## Exercise instructions
Write the entries out again. Every character must match.

(Region pointing data)
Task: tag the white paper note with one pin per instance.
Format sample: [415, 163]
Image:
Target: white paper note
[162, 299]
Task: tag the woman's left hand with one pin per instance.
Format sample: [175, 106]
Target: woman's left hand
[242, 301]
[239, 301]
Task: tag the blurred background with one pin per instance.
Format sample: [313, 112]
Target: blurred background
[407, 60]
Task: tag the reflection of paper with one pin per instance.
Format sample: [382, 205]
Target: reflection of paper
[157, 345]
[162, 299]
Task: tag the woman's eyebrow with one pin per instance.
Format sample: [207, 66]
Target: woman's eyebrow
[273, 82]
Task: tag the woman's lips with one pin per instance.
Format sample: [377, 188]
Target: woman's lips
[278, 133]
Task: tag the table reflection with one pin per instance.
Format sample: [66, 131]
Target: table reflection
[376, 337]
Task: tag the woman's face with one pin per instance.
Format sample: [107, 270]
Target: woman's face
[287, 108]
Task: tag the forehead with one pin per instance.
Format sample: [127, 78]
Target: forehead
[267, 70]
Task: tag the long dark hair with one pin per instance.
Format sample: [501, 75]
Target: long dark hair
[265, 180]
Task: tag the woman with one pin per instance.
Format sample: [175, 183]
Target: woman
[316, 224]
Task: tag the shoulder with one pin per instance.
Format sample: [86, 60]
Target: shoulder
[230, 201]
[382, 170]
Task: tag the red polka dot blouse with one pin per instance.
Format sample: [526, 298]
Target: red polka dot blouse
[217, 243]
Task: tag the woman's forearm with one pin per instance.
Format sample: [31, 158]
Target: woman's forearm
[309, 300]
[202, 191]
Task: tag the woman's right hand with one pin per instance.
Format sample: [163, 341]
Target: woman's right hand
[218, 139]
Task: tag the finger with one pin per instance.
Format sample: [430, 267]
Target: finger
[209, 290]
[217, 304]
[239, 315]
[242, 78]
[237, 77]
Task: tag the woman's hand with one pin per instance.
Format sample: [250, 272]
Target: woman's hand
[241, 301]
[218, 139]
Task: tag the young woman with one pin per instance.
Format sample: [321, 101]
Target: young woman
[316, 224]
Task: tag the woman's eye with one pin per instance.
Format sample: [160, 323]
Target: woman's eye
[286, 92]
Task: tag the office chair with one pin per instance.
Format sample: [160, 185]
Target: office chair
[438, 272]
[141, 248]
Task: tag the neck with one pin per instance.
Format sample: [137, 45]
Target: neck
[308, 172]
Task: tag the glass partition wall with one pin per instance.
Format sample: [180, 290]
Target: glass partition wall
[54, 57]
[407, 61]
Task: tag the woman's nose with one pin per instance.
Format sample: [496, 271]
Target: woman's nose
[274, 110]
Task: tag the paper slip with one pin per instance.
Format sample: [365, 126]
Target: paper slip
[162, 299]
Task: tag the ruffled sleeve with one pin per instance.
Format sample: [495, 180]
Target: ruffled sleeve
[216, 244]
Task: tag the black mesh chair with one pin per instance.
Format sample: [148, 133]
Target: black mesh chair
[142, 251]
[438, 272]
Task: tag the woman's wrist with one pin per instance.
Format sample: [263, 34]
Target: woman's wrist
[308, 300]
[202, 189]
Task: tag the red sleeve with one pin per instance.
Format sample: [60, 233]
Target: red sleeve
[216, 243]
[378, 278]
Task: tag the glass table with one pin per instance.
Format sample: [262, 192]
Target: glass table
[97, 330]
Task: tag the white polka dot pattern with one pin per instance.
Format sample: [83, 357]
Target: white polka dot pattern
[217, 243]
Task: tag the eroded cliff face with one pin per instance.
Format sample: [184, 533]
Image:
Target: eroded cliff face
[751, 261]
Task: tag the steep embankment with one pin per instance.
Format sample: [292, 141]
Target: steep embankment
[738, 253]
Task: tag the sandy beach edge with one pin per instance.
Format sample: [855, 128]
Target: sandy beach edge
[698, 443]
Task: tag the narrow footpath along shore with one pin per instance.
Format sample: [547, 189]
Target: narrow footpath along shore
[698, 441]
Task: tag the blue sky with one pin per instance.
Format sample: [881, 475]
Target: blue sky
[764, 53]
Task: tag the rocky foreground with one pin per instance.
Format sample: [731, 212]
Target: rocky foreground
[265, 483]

## Response
Task: tag the white paper note with one pin per instance.
Format sample: [415, 163]
Image:
Target: white paper note
[162, 299]
Task: tag the woman's left hand with one pin per instance.
Format sample: [175, 106]
Target: woman's left hand
[242, 301]
[239, 301]
Task: tag the blurred background with one pin per instance.
Format sample: [313, 112]
Target: blurred background
[407, 60]
Task: tag the reflection of paper with one pin per instance.
Format sample: [382, 205]
Target: reflection of paper
[157, 345]
[162, 299]
Task: tag the woman's eyebrow with one pin per instance.
Format sample: [207, 66]
Target: woman's eyebrow
[273, 82]
Task: tag the woman's lips with one pin per instance.
Format sample: [377, 188]
Target: woman's lips
[278, 133]
Task: tag the table reflection with one pin per instance.
Format sample: [66, 131]
Target: table reflection
[376, 337]
Task: tag the woman's face with one pin per instance.
Format sample: [107, 270]
Target: woman's face
[287, 108]
Task: tag the forehead with one pin per instance.
Format sample: [127, 78]
Target: forehead
[267, 70]
Task: tag the long dark hair with one pin per instance.
Format sample: [501, 75]
Target: long dark hair
[265, 180]
Task: tag the woman with one pin per instance.
Format sample: [175, 183]
Target: woman
[316, 224]
Task: tag the shoulder with one pin per instance.
Format sample: [86, 60]
Target: shoulder
[230, 201]
[382, 170]
Task: tag the red polka dot blouse with one pin per instance.
Format sample: [526, 298]
Target: red polka dot blouse
[217, 243]
Task: tag the woman's forearm with one pin per instance.
Format sample: [31, 158]
Target: woman's forearm
[309, 300]
[202, 191]
Task: tag the woman's right hand with one pin per instance.
Format sample: [163, 341]
Target: woman's right hand
[218, 139]
Task: tag the finger with one pin per instance.
Format sample: [430, 267]
Target: finger
[209, 290]
[217, 304]
[239, 315]
[242, 78]
[237, 77]
Task: tag the woman's hand with one pin per instance.
Format sample: [250, 272]
Target: woman's hand
[241, 301]
[218, 139]
Task: tag the young woman with one pin per instance.
Format sample: [321, 101]
Target: young woman
[316, 224]
Task: tag the woman's eye with one pin per instance.
Format sample: [160, 323]
Target: woman's eye
[286, 92]
Task: tag the office chair with one pin per instance.
Format sample: [160, 185]
Target: office chair
[438, 272]
[141, 248]
Task: tag the neck with one pin per instance.
Format sample: [137, 45]
Target: neck
[308, 172]
Task: tag the glass partition wall with one pin per instance.
Format sample: [180, 290]
Target: glass partition wall
[54, 57]
[407, 61]
Task: tag the woman's nose with one pin per instance.
Format sample: [496, 271]
Target: woman's nose
[274, 110]
Task: tag the paper slip with one pin per instance.
Format sample: [365, 126]
Target: paper slip
[162, 299]
Task: tag the ruffled sleeve with one pin per instance.
Format sample: [495, 180]
Target: ruffled sleeve
[216, 244]
Task: tag the black mesh chair with one pin per instance.
Format sample: [148, 133]
Target: black mesh chair
[142, 251]
[438, 272]
Task: tag the woman's wrist with one pin per instance.
Format sample: [263, 34]
Target: woman's wrist
[308, 300]
[202, 189]
Task: tag the red sleeve with one pin per instance.
Format sample: [60, 233]
Target: red sleeve
[216, 243]
[378, 278]
Task: tag the glass table with one pin per instance.
Format sample: [262, 192]
Target: glass table
[97, 330]
Task: tag the white polka dot pattern with one pin per instance.
Format sample: [83, 357]
Target: white polka dot pattern
[217, 243]
Task: tag the eroded cliff face with one pin per instance.
Format sample: [184, 533]
Image:
Target: eroded cliff face
[751, 261]
Task: tag the steep embankment with one pin per instance.
Format sample: [292, 141]
Target: steep embankment
[738, 253]
Task: tag the sandy beach edge with one pin per instance.
Format sample: [855, 128]
Target: sandy beach edge
[698, 443]
Task: tag the narrow footpath along shore with one pin per instance.
Format sample: [547, 189]
Target: narrow footpath along shore
[698, 441]
Task: tag the blue sky with one pin per instance.
Format sample: [881, 475]
Target: blue sky
[764, 53]
Task: tag the rocky foreground with one pin per instance.
Format sample: [731, 212]
Target: rocky foreground
[265, 483]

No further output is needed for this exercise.